What you are asked to do = Reproduce the rows below in full, requests included, and shift every bounding box coordinate in the answers up by 33. Leave the numbers in the requests and their sample JSON as they are.

Material supplied =
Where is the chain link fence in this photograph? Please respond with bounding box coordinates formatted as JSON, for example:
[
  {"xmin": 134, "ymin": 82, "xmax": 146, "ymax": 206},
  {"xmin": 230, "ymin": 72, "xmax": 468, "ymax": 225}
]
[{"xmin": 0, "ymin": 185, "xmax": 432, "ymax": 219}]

Response to this task =
Where is the chain link fence in this photograph? Please respond with bounding box coordinates formatted as JSON, for example:
[
  {"xmin": 134, "ymin": 82, "xmax": 146, "ymax": 206},
  {"xmin": 230, "ymin": 72, "xmax": 468, "ymax": 225}
]
[{"xmin": 33, "ymin": 218, "xmax": 465, "ymax": 252}]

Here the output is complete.